>>
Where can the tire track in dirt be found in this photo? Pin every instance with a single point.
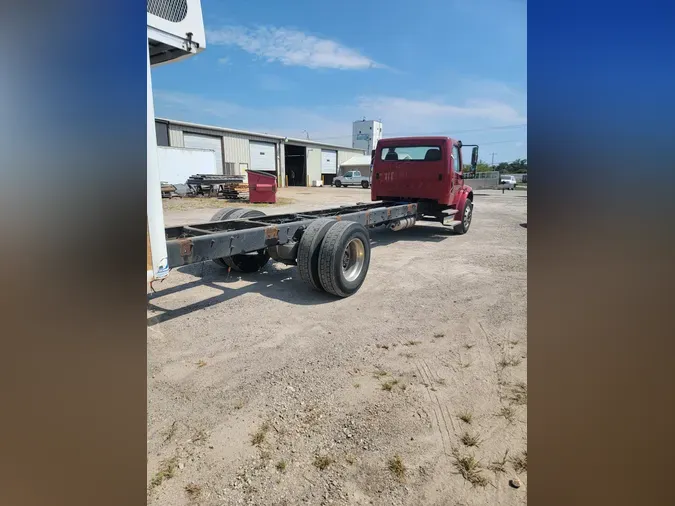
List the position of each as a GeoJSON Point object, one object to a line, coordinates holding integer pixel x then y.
{"type": "Point", "coordinates": [438, 380]}
{"type": "Point", "coordinates": [438, 423]}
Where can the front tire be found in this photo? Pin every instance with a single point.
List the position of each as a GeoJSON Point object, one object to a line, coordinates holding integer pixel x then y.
{"type": "Point", "coordinates": [344, 258]}
{"type": "Point", "coordinates": [467, 214]}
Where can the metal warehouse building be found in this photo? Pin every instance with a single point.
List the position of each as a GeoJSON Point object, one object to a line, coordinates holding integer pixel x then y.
{"type": "Point", "coordinates": [295, 162]}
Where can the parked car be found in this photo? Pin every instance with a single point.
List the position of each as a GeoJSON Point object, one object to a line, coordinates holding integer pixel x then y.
{"type": "Point", "coordinates": [353, 178]}
{"type": "Point", "coordinates": [507, 182]}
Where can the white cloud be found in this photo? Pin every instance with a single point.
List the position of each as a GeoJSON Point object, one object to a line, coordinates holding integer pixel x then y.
{"type": "Point", "coordinates": [435, 114]}
{"type": "Point", "coordinates": [487, 120]}
{"type": "Point", "coordinates": [291, 47]}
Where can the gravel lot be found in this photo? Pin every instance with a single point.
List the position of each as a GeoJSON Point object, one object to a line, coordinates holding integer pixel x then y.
{"type": "Point", "coordinates": [262, 391]}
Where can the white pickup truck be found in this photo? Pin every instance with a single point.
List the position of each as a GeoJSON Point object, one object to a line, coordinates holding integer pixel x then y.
{"type": "Point", "coordinates": [353, 177]}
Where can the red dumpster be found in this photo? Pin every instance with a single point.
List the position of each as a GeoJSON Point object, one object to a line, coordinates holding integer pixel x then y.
{"type": "Point", "coordinates": [262, 187]}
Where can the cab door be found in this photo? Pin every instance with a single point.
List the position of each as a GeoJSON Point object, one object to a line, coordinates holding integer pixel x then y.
{"type": "Point", "coordinates": [457, 180]}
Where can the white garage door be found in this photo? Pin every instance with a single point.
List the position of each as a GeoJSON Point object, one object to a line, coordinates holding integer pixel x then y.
{"type": "Point", "coordinates": [206, 142]}
{"type": "Point", "coordinates": [262, 156]}
{"type": "Point", "coordinates": [328, 162]}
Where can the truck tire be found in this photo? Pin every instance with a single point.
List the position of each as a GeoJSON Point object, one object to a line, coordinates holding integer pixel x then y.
{"type": "Point", "coordinates": [246, 262]}
{"type": "Point", "coordinates": [467, 214]}
{"type": "Point", "coordinates": [221, 215]}
{"type": "Point", "coordinates": [344, 258]}
{"type": "Point", "coordinates": [308, 251]}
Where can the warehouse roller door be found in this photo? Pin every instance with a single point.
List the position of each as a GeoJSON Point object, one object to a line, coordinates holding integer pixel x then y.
{"type": "Point", "coordinates": [328, 162]}
{"type": "Point", "coordinates": [263, 156]}
{"type": "Point", "coordinates": [206, 142]}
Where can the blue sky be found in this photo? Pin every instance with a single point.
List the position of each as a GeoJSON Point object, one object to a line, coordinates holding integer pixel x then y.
{"type": "Point", "coordinates": [446, 67]}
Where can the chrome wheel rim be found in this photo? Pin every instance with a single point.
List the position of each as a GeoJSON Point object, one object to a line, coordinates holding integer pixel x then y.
{"type": "Point", "coordinates": [353, 259]}
{"type": "Point", "coordinates": [467, 216]}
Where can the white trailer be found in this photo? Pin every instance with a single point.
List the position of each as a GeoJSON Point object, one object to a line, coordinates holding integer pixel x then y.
{"type": "Point", "coordinates": [175, 32]}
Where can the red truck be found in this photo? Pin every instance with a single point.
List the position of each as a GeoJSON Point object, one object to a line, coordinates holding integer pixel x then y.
{"type": "Point", "coordinates": [414, 178]}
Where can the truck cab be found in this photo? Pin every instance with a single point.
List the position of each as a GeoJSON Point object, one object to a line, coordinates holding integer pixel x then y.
{"type": "Point", "coordinates": [428, 171]}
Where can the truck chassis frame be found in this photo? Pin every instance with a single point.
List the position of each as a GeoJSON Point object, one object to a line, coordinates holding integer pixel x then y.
{"type": "Point", "coordinates": [216, 239]}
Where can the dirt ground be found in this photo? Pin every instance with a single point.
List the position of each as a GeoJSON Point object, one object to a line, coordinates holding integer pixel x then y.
{"type": "Point", "coordinates": [411, 392]}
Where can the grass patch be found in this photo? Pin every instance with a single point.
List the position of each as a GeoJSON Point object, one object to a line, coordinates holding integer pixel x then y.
{"type": "Point", "coordinates": [396, 467]}
{"type": "Point", "coordinates": [199, 435]}
{"type": "Point", "coordinates": [469, 439]}
{"type": "Point", "coordinates": [499, 466]}
{"type": "Point", "coordinates": [520, 462]}
{"type": "Point", "coordinates": [389, 385]}
{"type": "Point", "coordinates": [322, 462]}
{"type": "Point", "coordinates": [507, 412]}
{"type": "Point", "coordinates": [193, 490]}
{"type": "Point", "coordinates": [167, 470]}
{"type": "Point", "coordinates": [519, 394]}
{"type": "Point", "coordinates": [171, 432]}
{"type": "Point", "coordinates": [508, 362]}
{"type": "Point", "coordinates": [259, 436]}
{"type": "Point", "coordinates": [470, 469]}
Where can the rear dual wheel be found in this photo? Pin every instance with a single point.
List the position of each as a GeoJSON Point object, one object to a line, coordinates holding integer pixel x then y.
{"type": "Point", "coordinates": [334, 256]}
{"type": "Point", "coordinates": [245, 262]}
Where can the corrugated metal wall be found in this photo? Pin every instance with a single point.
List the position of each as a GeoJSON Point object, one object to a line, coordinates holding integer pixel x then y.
{"type": "Point", "coordinates": [235, 146]}
{"type": "Point", "coordinates": [314, 164]}
{"type": "Point", "coordinates": [236, 150]}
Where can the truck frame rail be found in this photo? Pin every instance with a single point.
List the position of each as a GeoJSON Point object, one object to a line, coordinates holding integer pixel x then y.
{"type": "Point", "coordinates": [217, 239]}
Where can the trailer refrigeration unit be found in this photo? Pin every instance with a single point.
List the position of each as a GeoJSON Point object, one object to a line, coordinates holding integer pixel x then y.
{"type": "Point", "coordinates": [413, 179]}
{"type": "Point", "coordinates": [175, 32]}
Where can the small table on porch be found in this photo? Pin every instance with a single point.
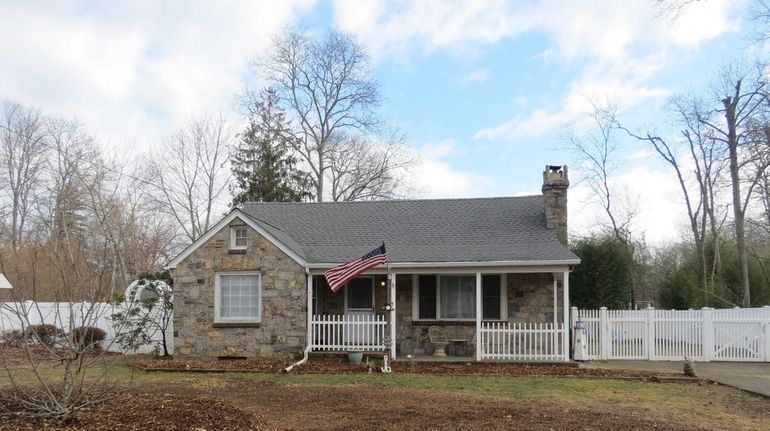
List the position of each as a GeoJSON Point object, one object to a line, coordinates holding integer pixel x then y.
{"type": "Point", "coordinates": [458, 346]}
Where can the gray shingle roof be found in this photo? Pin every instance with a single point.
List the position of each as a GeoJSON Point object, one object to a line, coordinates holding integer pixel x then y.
{"type": "Point", "coordinates": [441, 230]}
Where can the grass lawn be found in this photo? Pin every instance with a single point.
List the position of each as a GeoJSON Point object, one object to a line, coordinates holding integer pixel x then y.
{"type": "Point", "coordinates": [413, 401]}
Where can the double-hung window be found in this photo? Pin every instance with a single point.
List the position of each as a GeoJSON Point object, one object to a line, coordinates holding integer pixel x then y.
{"type": "Point", "coordinates": [238, 297]}
{"type": "Point", "coordinates": [238, 238]}
{"type": "Point", "coordinates": [453, 297]}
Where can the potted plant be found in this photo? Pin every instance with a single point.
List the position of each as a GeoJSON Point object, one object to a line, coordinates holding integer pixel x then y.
{"type": "Point", "coordinates": [355, 356]}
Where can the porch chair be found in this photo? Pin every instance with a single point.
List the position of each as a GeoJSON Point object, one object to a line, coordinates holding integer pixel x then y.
{"type": "Point", "coordinates": [438, 339]}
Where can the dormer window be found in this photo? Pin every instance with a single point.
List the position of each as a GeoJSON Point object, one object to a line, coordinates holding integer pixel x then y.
{"type": "Point", "coordinates": [238, 238]}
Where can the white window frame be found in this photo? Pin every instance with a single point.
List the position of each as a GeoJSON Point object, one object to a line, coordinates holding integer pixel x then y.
{"type": "Point", "coordinates": [218, 298]}
{"type": "Point", "coordinates": [416, 298]}
{"type": "Point", "coordinates": [374, 295]}
{"type": "Point", "coordinates": [233, 230]}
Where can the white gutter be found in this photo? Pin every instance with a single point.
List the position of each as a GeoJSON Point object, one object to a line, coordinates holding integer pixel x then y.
{"type": "Point", "coordinates": [309, 322]}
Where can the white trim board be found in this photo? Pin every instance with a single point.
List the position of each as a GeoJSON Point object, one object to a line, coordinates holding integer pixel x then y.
{"type": "Point", "coordinates": [236, 213]}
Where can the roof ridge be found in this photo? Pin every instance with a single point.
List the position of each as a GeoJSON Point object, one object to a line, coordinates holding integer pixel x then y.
{"type": "Point", "coordinates": [396, 200]}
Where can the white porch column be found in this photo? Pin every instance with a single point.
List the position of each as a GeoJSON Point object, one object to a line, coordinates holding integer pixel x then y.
{"type": "Point", "coordinates": [392, 283]}
{"type": "Point", "coordinates": [565, 316]}
{"type": "Point", "coordinates": [478, 316]}
{"type": "Point", "coordinates": [555, 314]}
{"type": "Point", "coordinates": [309, 335]}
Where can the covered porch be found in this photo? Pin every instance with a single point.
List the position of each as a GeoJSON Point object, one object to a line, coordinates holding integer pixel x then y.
{"type": "Point", "coordinates": [511, 313]}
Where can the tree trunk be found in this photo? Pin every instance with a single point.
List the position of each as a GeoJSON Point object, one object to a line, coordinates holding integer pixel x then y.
{"type": "Point", "coordinates": [740, 232]}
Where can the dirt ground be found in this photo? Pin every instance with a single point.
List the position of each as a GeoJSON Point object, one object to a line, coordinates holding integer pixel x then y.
{"type": "Point", "coordinates": [325, 366]}
{"type": "Point", "coordinates": [348, 408]}
{"type": "Point", "coordinates": [241, 405]}
{"type": "Point", "coordinates": [334, 395]}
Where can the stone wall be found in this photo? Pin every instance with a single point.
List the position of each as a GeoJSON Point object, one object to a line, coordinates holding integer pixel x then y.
{"type": "Point", "coordinates": [530, 298]}
{"type": "Point", "coordinates": [282, 330]}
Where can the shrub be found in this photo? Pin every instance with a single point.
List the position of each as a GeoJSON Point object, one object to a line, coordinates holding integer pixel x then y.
{"type": "Point", "coordinates": [88, 337]}
{"type": "Point", "coordinates": [44, 334]}
{"type": "Point", "coordinates": [14, 338]}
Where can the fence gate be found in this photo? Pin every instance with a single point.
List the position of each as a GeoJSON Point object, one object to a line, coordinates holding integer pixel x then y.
{"type": "Point", "coordinates": [740, 336]}
{"type": "Point", "coordinates": [672, 335]}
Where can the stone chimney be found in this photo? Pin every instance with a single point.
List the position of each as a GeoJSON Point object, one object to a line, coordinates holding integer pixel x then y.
{"type": "Point", "coordinates": [555, 185]}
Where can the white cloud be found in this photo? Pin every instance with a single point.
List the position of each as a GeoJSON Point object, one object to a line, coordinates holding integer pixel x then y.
{"type": "Point", "coordinates": [623, 42]}
{"type": "Point", "coordinates": [653, 194]}
{"type": "Point", "coordinates": [623, 84]}
{"type": "Point", "coordinates": [599, 28]}
{"type": "Point", "coordinates": [475, 76]}
{"type": "Point", "coordinates": [134, 70]}
{"type": "Point", "coordinates": [437, 178]}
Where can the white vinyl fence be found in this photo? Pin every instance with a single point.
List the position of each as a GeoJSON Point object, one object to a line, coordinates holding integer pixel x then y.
{"type": "Point", "coordinates": [65, 314]}
{"type": "Point", "coordinates": [522, 341]}
{"type": "Point", "coordinates": [348, 332]}
{"type": "Point", "coordinates": [739, 334]}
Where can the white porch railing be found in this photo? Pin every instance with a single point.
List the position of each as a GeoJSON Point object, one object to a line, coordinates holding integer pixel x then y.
{"type": "Point", "coordinates": [741, 334]}
{"type": "Point", "coordinates": [348, 332]}
{"type": "Point", "coordinates": [522, 341]}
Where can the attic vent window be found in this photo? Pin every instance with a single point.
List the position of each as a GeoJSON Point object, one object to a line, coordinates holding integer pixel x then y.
{"type": "Point", "coordinates": [238, 238]}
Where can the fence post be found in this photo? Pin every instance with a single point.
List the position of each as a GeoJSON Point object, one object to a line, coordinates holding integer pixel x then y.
{"type": "Point", "coordinates": [650, 338]}
{"type": "Point", "coordinates": [570, 332]}
{"type": "Point", "coordinates": [604, 339]}
{"type": "Point", "coordinates": [708, 334]}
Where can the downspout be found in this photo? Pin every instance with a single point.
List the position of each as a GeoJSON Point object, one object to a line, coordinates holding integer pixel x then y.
{"type": "Point", "coordinates": [309, 322]}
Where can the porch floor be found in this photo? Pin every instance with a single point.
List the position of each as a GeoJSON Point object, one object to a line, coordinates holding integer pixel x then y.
{"type": "Point", "coordinates": [431, 358]}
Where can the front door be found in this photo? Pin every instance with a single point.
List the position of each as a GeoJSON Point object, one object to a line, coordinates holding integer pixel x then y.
{"type": "Point", "coordinates": [359, 301]}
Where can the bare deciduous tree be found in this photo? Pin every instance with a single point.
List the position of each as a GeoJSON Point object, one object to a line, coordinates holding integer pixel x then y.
{"type": "Point", "coordinates": [364, 169]}
{"type": "Point", "coordinates": [191, 173]}
{"type": "Point", "coordinates": [329, 92]}
{"type": "Point", "coordinates": [22, 153]}
{"type": "Point", "coordinates": [598, 162]}
{"type": "Point", "coordinates": [705, 160]}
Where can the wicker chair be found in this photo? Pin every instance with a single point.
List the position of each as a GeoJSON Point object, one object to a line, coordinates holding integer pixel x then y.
{"type": "Point", "coordinates": [438, 339]}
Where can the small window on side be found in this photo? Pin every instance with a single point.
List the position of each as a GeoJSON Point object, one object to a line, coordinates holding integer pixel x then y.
{"type": "Point", "coordinates": [238, 238]}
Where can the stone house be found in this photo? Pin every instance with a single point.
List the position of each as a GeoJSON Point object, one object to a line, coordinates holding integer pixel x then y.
{"type": "Point", "coordinates": [488, 275]}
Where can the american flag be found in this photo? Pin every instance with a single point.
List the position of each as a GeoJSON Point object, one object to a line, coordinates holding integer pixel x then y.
{"type": "Point", "coordinates": [339, 276]}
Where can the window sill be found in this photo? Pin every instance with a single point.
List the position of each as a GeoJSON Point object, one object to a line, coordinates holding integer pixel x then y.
{"type": "Point", "coordinates": [236, 324]}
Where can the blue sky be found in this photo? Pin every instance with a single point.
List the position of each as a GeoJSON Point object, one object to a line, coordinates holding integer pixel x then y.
{"type": "Point", "coordinates": [483, 89]}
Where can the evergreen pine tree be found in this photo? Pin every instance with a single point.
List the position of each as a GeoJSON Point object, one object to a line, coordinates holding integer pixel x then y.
{"type": "Point", "coordinates": [263, 168]}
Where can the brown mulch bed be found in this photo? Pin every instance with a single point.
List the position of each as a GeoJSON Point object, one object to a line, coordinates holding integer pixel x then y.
{"type": "Point", "coordinates": [151, 412]}
{"type": "Point", "coordinates": [288, 407]}
{"type": "Point", "coordinates": [331, 366]}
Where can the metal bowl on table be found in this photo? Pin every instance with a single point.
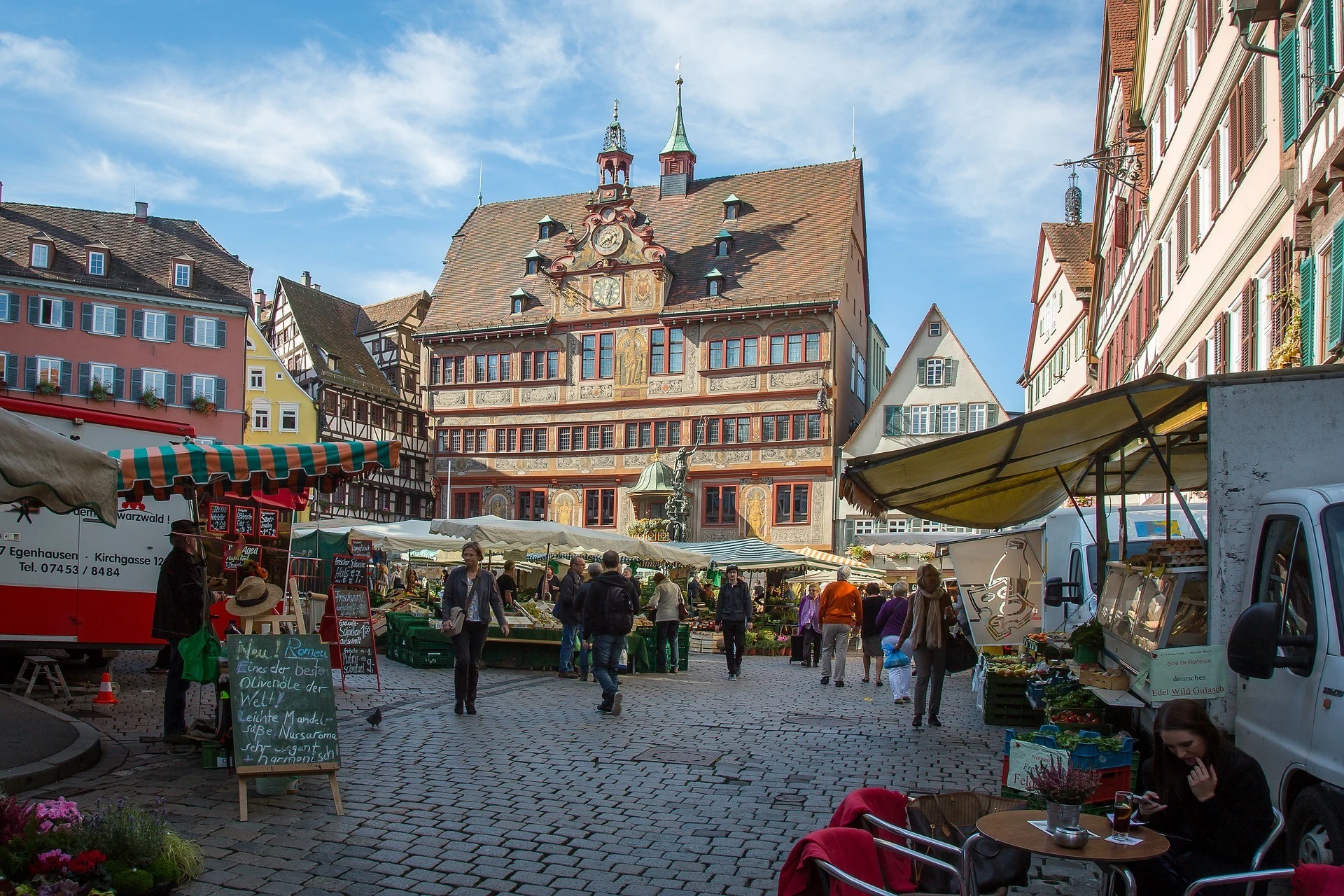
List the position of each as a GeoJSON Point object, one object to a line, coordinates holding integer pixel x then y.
{"type": "Point", "coordinates": [1072, 837]}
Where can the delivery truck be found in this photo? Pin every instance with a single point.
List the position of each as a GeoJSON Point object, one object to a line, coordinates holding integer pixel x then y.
{"type": "Point", "coordinates": [70, 580]}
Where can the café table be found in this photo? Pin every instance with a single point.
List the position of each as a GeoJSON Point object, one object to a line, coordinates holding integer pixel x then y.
{"type": "Point", "coordinates": [1015, 830]}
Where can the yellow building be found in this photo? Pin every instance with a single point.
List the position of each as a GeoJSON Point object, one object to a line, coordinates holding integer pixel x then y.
{"type": "Point", "coordinates": [279, 410]}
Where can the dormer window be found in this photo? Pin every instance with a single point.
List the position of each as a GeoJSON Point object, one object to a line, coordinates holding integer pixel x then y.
{"type": "Point", "coordinates": [41, 253]}
{"type": "Point", "coordinates": [714, 282]}
{"type": "Point", "coordinates": [722, 244]}
{"type": "Point", "coordinates": [183, 272]}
<<
# EXERCISE PROMPT:
From the records above, work out how many lines contain the string "front". Give only the number.

# RESPONSE:
2